What is asked: Recast the material below as a numbered list with one entry per line, omitting any blank lines. Leave the pictures out of the list.

Exercise inputs:
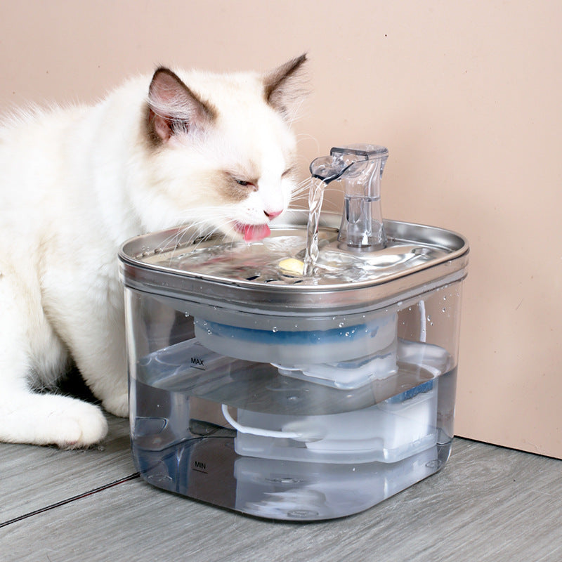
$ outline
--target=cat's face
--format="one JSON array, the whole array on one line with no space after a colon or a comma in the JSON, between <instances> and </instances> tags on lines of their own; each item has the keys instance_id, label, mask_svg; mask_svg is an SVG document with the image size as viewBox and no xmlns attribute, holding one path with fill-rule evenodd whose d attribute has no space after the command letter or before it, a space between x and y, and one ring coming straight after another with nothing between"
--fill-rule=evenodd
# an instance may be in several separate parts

Correct result:
1. $ outline
2. --target=cat's face
3. --format="one JSON array, the whole array on one line with no space after a colon or a comma in the JSON, between <instances> and </instances> tags on lines of their own; each item has the keys instance_id, label, mask_svg; mask_svg is an SVG document with the image size as viewBox and no xmlns attribute, holding one path with fill-rule evenodd whose d attribute has no space after the command letter or before it, a space between x and y, and one ring coming straight after another with nothing between"
4. --fill-rule=evenodd
5. # an instance may be in several separate parts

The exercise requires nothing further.